What you will do
Return the whole listing below unchanged, line for line from start to finish.

Items
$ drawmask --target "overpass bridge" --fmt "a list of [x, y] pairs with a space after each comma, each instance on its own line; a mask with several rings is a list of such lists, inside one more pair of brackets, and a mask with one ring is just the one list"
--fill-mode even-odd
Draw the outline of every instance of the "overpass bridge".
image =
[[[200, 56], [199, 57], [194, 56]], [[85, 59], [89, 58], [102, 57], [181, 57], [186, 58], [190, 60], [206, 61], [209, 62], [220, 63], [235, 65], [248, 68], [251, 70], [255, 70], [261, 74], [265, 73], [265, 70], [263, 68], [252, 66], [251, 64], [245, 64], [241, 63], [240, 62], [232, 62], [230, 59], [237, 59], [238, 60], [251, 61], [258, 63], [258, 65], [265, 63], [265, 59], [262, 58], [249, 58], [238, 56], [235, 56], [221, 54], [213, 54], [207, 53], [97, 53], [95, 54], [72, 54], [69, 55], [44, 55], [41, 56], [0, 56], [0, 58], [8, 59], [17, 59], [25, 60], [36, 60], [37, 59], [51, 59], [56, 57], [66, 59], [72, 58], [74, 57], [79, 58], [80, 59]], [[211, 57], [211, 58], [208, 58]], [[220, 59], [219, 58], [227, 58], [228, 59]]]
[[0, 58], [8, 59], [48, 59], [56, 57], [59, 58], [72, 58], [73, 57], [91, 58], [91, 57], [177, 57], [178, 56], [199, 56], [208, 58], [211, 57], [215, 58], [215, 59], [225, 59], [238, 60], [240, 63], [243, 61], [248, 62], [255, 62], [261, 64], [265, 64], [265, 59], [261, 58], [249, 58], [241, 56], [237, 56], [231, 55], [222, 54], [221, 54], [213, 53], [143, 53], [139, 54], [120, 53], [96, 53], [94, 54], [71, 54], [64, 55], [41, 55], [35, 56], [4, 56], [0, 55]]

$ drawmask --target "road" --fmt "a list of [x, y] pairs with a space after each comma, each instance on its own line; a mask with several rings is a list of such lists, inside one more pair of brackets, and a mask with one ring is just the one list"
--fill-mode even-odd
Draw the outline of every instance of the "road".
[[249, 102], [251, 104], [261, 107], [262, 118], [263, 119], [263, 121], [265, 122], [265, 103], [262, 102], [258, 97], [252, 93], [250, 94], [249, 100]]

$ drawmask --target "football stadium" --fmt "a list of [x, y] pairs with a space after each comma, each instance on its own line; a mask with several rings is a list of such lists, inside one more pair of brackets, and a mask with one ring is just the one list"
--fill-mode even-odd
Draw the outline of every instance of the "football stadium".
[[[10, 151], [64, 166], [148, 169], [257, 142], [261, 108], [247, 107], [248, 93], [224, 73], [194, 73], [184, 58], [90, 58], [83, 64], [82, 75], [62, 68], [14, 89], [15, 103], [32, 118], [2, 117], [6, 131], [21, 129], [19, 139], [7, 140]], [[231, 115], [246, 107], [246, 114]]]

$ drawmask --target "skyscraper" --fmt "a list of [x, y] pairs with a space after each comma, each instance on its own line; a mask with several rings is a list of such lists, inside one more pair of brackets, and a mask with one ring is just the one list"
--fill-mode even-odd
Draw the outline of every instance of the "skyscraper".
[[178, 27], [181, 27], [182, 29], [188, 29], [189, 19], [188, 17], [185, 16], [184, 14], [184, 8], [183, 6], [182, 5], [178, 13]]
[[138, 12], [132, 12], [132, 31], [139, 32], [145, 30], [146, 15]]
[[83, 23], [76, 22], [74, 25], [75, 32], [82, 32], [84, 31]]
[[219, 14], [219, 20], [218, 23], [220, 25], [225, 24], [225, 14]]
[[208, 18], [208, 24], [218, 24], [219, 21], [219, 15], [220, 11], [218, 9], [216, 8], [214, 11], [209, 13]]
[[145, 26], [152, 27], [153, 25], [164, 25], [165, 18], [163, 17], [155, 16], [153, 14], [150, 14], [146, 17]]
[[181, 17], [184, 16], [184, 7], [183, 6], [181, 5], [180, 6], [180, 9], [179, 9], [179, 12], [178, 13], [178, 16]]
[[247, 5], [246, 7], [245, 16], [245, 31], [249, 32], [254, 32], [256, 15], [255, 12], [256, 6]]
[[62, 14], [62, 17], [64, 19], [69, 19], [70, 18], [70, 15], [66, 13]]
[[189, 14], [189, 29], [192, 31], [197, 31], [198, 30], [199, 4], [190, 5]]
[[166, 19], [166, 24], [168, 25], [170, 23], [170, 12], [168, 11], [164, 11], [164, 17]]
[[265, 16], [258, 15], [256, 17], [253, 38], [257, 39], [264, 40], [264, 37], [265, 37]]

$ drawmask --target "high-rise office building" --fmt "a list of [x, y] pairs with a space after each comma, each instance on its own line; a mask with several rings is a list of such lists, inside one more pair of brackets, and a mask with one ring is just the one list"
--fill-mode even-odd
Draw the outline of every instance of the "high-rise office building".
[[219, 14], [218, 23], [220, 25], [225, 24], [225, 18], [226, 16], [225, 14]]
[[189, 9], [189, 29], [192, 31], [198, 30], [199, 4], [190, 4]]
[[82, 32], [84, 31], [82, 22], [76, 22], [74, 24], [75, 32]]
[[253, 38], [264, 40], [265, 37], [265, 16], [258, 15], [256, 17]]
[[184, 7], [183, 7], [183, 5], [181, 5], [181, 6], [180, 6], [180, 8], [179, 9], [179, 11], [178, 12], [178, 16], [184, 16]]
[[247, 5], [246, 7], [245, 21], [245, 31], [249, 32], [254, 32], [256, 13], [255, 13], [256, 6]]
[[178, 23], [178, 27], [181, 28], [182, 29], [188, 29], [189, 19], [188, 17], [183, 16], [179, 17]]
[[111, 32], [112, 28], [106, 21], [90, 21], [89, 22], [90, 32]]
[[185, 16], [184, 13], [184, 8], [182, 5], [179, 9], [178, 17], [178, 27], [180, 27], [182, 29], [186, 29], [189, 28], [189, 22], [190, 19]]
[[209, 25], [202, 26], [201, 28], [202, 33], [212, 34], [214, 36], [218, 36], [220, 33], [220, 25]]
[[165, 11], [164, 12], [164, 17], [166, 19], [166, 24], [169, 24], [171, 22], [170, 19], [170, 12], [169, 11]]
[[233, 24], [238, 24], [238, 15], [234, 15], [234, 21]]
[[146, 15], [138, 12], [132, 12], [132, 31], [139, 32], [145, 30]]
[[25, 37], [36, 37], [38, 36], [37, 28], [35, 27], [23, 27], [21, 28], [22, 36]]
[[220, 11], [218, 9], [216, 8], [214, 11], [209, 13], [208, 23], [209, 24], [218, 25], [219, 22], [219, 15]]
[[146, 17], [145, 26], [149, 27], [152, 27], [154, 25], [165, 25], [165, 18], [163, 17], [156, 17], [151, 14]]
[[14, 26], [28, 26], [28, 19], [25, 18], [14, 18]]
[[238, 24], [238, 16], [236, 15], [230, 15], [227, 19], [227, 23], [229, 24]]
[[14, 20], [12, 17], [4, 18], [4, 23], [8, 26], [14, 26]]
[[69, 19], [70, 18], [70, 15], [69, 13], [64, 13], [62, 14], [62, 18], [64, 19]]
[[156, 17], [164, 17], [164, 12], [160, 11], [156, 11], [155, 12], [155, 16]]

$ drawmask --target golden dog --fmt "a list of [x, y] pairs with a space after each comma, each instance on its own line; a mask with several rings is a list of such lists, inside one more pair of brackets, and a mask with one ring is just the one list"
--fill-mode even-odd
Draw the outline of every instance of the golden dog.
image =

Solution for this exercise
$ drawmask --target "overpass bridge" --fmt "a list of [x, y] pairs with a space after each comma, each instance on its own line; a mask with several rings is a list of such lists, inside one more pair of brackets, and a mask with one ring is just the one list"
--fill-mode even-odd
Draw the outline of every instance of the "overpass bridge".
image =
[[[200, 56], [199, 57], [194, 56]], [[85, 59], [89, 58], [102, 57], [181, 57], [186, 58], [190, 60], [206, 61], [209, 62], [220, 63], [235, 65], [248, 68], [251, 70], [255, 70], [261, 74], [265, 73], [265, 70], [263, 68], [252, 66], [251, 64], [245, 64], [241, 63], [240, 62], [232, 62], [230, 59], [237, 59], [238, 60], [251, 61], [258, 63], [258, 65], [265, 63], [265, 59], [262, 58], [249, 58], [238, 56], [235, 56], [221, 54], [213, 54], [207, 53], [97, 53], [95, 54], [72, 54], [69, 55], [44, 55], [41, 56], [0, 56], [0, 58], [8, 59], [17, 59], [25, 60], [36, 60], [37, 59], [51, 59], [56, 57], [66, 59], [72, 58], [74, 57], [79, 58], [80, 59]], [[211, 57], [211, 58], [208, 58]], [[220, 59], [219, 58], [227, 58], [228, 59]]]
[[0, 58], [8, 59], [48, 59], [56, 57], [59, 58], [72, 58], [73, 57], [91, 58], [91, 57], [177, 57], [178, 56], [199, 56], [208, 58], [211, 57], [215, 58], [215, 59], [225, 59], [238, 60], [240, 63], [243, 61], [248, 62], [255, 62], [261, 64], [265, 64], [265, 59], [261, 58], [249, 58], [241, 56], [237, 56], [231, 55], [222, 54], [221, 54], [213, 53], [143, 53], [139, 54], [120, 53], [96, 53], [94, 54], [71, 54], [64, 55], [41, 55], [35, 56], [4, 56], [0, 55]]

$ drawmask --target "road" --fmt "a list of [x, y] pairs with a space after each comma, each instance on its own line; a mask with several rings is a list of such lists, inside one more pair of brackets, and a mask with one ring is just the one list"
--fill-mode even-odd
Draw the outline of every instance of the "road".
[[249, 102], [251, 104], [261, 107], [262, 118], [263, 119], [263, 121], [265, 122], [265, 103], [262, 102], [258, 97], [252, 93], [250, 94], [249, 100]]

$ drawmask --target "football stadium" --fmt "a list of [x, y] pairs with a space after each comma, each instance on its own line; a mask with several rings is a list of such lists, inside one more pair of brackets, and a mask with one ring is just the one list"
--fill-mode even-odd
Draw the outline of every instance of the "football stadium".
[[[10, 151], [64, 166], [148, 169], [257, 142], [261, 108], [247, 107], [248, 93], [224, 73], [194, 73], [184, 58], [90, 58], [83, 64], [82, 75], [62, 68], [14, 89], [15, 103], [32, 118], [2, 117], [6, 131], [21, 129], [19, 139], [7, 140]], [[231, 115], [246, 107], [246, 114]]]

$ drawmask --target "skyscraper" --fmt "a list of [x, y] pairs with a space after each comma, each instance on its own line; a mask with several rings is a list of such lists, inside one more pair of brackets, and a mask with one ring is just the one list"
--fill-mode even-odd
Draw the outline of every instance of the "skyscraper".
[[178, 27], [181, 27], [182, 29], [188, 29], [189, 19], [188, 17], [185, 16], [184, 14], [184, 8], [183, 6], [182, 5], [178, 13]]
[[138, 12], [132, 12], [132, 31], [139, 32], [145, 30], [146, 15]]
[[83, 23], [76, 22], [74, 25], [75, 32], [82, 32], [84, 31]]
[[219, 14], [219, 20], [218, 23], [220, 25], [225, 24], [225, 14]]
[[208, 18], [208, 24], [218, 24], [219, 21], [219, 15], [220, 11], [218, 9], [216, 8], [214, 11], [209, 13]]
[[145, 26], [152, 27], [153, 25], [164, 25], [165, 18], [163, 17], [155, 16], [153, 14], [150, 14], [146, 17]]
[[181, 17], [184, 16], [184, 7], [183, 6], [181, 5], [180, 6], [180, 9], [179, 9], [179, 12], [178, 13], [178, 16]]
[[247, 5], [246, 7], [245, 16], [245, 31], [249, 32], [254, 32], [256, 15], [255, 12], [256, 6]]
[[62, 14], [62, 17], [64, 19], [69, 19], [70, 18], [70, 15], [66, 13]]
[[189, 14], [189, 29], [192, 31], [197, 31], [198, 30], [199, 4], [190, 5]]
[[166, 19], [166, 24], [168, 25], [170, 23], [170, 12], [168, 11], [164, 11], [164, 17]]
[[265, 16], [258, 15], [256, 17], [253, 38], [257, 39], [264, 40], [264, 37], [265, 37]]

$ drawmask --target "high-rise office building" --fmt "a list of [x, y] pairs with a space after each comma, each instance on its own line; a mask with several rings is a list of such lists, inside one more pair of brackets, and a mask with one ring is just the one list"
--fill-mode even-odd
Draw the outline of every instance of the "high-rise office building".
[[219, 14], [218, 23], [220, 25], [225, 24], [225, 18], [226, 16], [225, 14]]
[[189, 9], [189, 29], [192, 31], [198, 30], [199, 4], [190, 4]]
[[82, 32], [84, 31], [82, 22], [76, 22], [74, 24], [75, 32]]
[[253, 38], [264, 40], [265, 37], [265, 16], [258, 15], [256, 17]]
[[184, 7], [183, 7], [183, 5], [181, 5], [181, 6], [180, 6], [180, 8], [179, 9], [179, 11], [178, 12], [178, 16], [184, 16]]
[[247, 5], [246, 7], [245, 21], [245, 31], [249, 32], [254, 32], [256, 13], [255, 13], [256, 6]]
[[178, 23], [178, 27], [181, 28], [182, 29], [188, 29], [189, 19], [188, 17], [183, 16], [179, 17]]
[[111, 32], [112, 28], [106, 21], [90, 21], [89, 22], [90, 32]]
[[185, 16], [184, 13], [184, 8], [182, 5], [179, 9], [178, 17], [178, 27], [180, 27], [182, 29], [186, 29], [189, 28], [189, 22], [190, 19]]
[[209, 25], [202, 26], [201, 28], [202, 33], [212, 34], [214, 36], [218, 36], [220, 33], [220, 25]]
[[165, 11], [164, 12], [164, 17], [166, 19], [166, 24], [169, 24], [171, 22], [170, 19], [170, 12], [169, 11]]
[[233, 24], [238, 24], [238, 15], [234, 15], [234, 21]]
[[146, 15], [138, 12], [132, 12], [132, 31], [139, 32], [145, 30]]
[[25, 37], [36, 37], [38, 36], [37, 28], [35, 27], [23, 27], [21, 28], [22, 36]]
[[220, 11], [218, 9], [216, 8], [214, 11], [209, 13], [208, 23], [209, 24], [218, 25], [219, 22], [219, 15]]
[[146, 17], [145, 26], [149, 27], [152, 27], [154, 25], [165, 25], [165, 18], [163, 17], [156, 17], [151, 14]]
[[14, 26], [28, 26], [28, 19], [25, 18], [14, 18]]
[[238, 24], [238, 16], [236, 15], [230, 15], [227, 19], [227, 23], [229, 24]]
[[14, 20], [12, 17], [4, 18], [4, 23], [8, 26], [14, 26]]
[[69, 19], [70, 18], [70, 15], [69, 13], [64, 13], [62, 14], [62, 18], [64, 19]]
[[156, 17], [164, 17], [164, 12], [160, 11], [156, 11], [155, 12], [155, 16]]

$ drawmask --target golden dog --fmt "a list of [x, y] pairs with a space after each comma, each instance on its own line; a mask with several rings is a list of such lists, inside one more pair of brackets, and a mask with one ring is just the one list"
--fill-mode even-odd
Draw the outline of every instance of the golden dog.
image =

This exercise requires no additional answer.